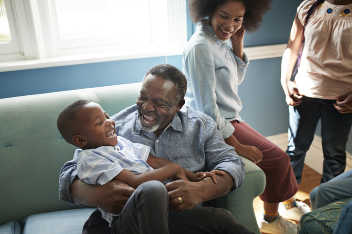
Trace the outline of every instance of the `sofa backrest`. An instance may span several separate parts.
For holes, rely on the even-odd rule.
[[[76,147],[56,127],[60,112],[85,99],[109,115],[136,103],[141,83],[0,99],[0,225],[73,208],[59,201],[59,173]]]

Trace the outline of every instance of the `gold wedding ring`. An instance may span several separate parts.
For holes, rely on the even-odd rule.
[[[183,201],[182,201],[182,199],[181,198],[181,197],[178,197],[178,201],[180,201],[180,204],[182,204]]]

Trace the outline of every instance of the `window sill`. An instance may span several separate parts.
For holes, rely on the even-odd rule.
[[[286,44],[247,47],[244,48],[250,60],[282,57]],[[150,48],[118,52],[70,55],[41,59],[23,60],[0,62],[0,72],[91,63],[117,60],[182,55],[183,49],[167,50]]]

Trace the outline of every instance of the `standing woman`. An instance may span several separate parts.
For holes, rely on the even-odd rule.
[[[266,233],[295,234],[297,225],[280,214],[299,220],[310,209],[293,196],[298,191],[287,155],[246,124],[239,112],[237,94],[248,64],[243,51],[245,29],[257,29],[272,0],[189,0],[192,21],[199,24],[183,51],[183,72],[187,79],[188,104],[211,116],[225,141],[259,166],[266,184],[260,198],[264,218],[258,220]],[[236,129],[235,130],[235,129]],[[282,211],[281,211],[281,210]]]
[[[300,66],[291,81],[302,47]],[[282,57],[281,84],[289,105],[286,153],[297,182],[319,119],[324,153],[321,183],[343,172],[352,125],[352,0],[301,3]]]

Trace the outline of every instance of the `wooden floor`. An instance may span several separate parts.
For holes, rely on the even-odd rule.
[[[301,201],[310,206],[309,202],[309,193],[320,183],[321,175],[305,165],[302,173],[302,181],[299,184],[299,190],[296,194],[296,199]],[[258,197],[254,199],[253,203],[254,212],[258,218],[263,216],[263,203]],[[294,221],[294,222],[295,222]],[[298,222],[296,222],[298,223]],[[262,233],[264,234],[264,233]]]

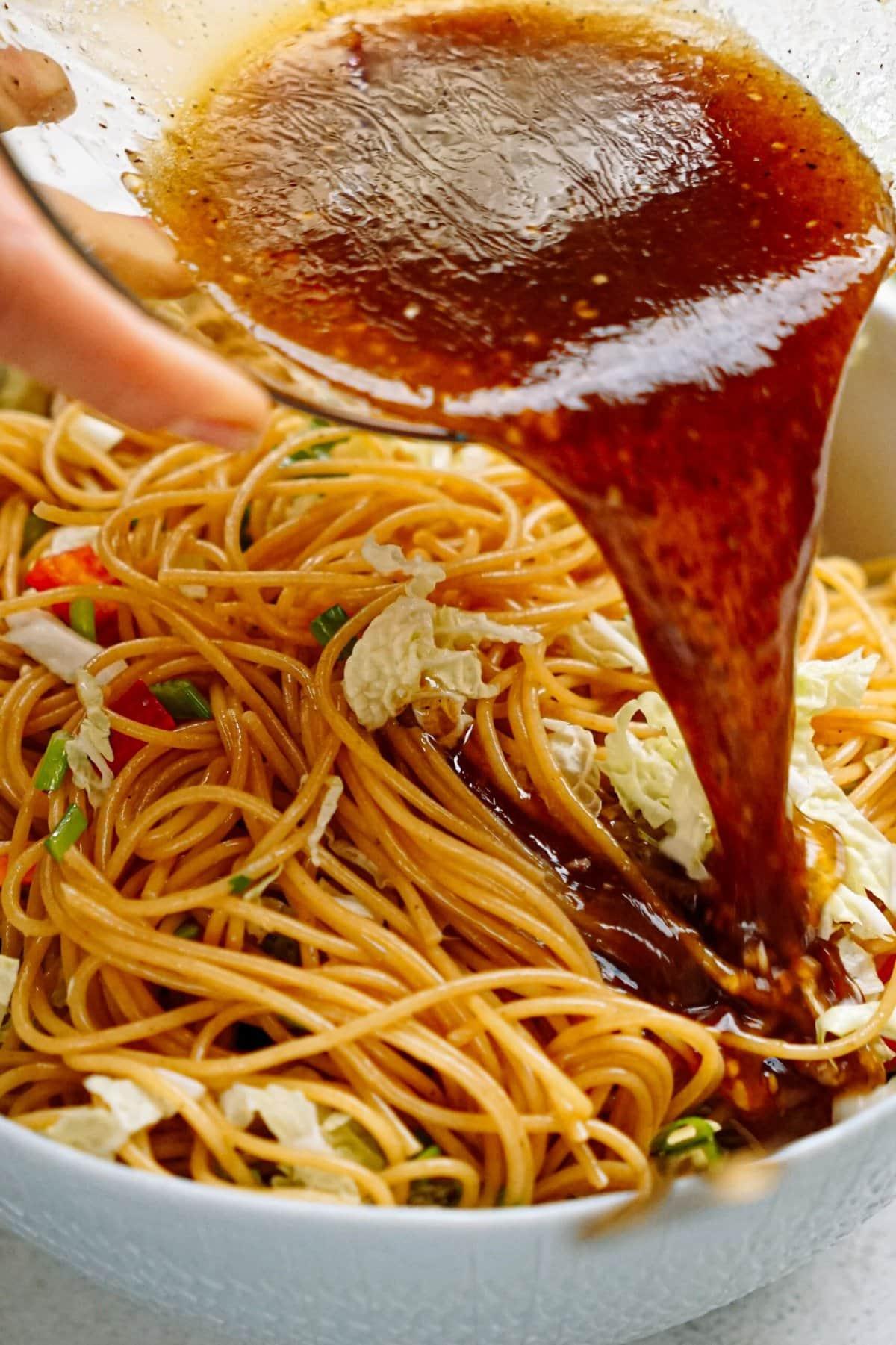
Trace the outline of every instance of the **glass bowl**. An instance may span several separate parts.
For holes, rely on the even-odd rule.
[[[77,110],[65,121],[0,137],[26,184],[61,188],[97,210],[140,214],[129,184],[147,144],[179,105],[198,93],[234,50],[262,44],[295,20],[326,24],[374,0],[9,0],[0,44],[46,52],[66,70]],[[379,0],[379,8],[404,0]],[[414,0],[410,0],[414,3]],[[452,0],[439,0],[452,3]],[[483,3],[483,0],[472,0]],[[513,4],[514,0],[507,0]],[[568,0],[570,7],[638,0]],[[640,0],[693,15],[693,0]],[[896,167],[896,5],[879,0],[705,0],[709,15],[733,17],[771,56],[800,78],[884,172]],[[36,194],[55,227],[78,247]],[[86,260],[101,269],[90,254]],[[104,273],[105,274],[105,273]],[[110,277],[106,276],[109,280]],[[121,288],[121,286],[120,286]],[[130,296],[135,303],[139,300]],[[451,437],[386,420],[361,394],[327,377],[312,351],[272,342],[237,321],[225,296],[198,278],[184,300],[144,301],[156,317],[237,359],[274,397],[301,410],[365,428]],[[409,397],[413,395],[408,390]]]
====
▶ _To be done_: Locate each line in the material above that contains the word "every" and copy those lines out in full.

▶ _Answer to the problem_:
Trace the outline of every instance of the `sofa backrest`. An instance may span several separate parts.
Trace the outline of every instance of the `gold wedding ring`. An instance may span several separate parts.
Trace the outline of every instance of the `window sill`. An instance may span several separate parts.
Trace the outline of every instance of the `standing woman`. An instance may span several separate parts.
Trace the outline of every instance of the `wooden floor`. An instance may span several separate parts.
Trace the outline of every instance of the **glass bowl**. An instance may span several separate parts.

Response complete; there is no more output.